Retype the lines below word for word, leaving out the pictures.

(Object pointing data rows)
++++

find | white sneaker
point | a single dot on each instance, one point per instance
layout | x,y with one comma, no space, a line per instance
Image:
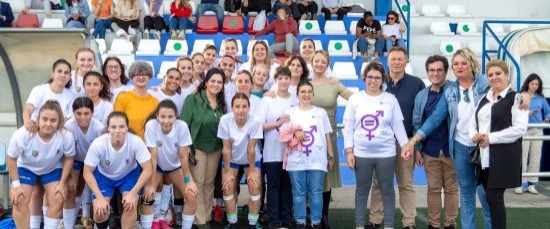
531,189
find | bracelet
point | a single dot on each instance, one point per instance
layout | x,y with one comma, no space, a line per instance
16,184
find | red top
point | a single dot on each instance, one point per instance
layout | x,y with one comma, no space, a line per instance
281,28
179,12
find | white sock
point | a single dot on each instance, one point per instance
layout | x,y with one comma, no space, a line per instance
35,221
50,223
69,217
187,221
156,206
146,221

++++

RESULT OF THE EXERCISE ▸
find | white sneaker
point | a single dot on each instance, one point per instance
layout | x,y with one comma, no space, a line per instance
Image:
531,189
find | bracelet
point | a single dot on each instance, one point per instance
layout | x,y with one comma, no space, a line per instance
16,184
find | red top
point | a single dot on each instance, one point per instance
layout | x,y with one comma, no space, a line per instance
281,28
179,12
find | white sock
point | a single dot on each instance, one point per instance
layout | x,y with one comma, no space, a line per instance
35,221
50,223
69,217
187,221
156,206
146,221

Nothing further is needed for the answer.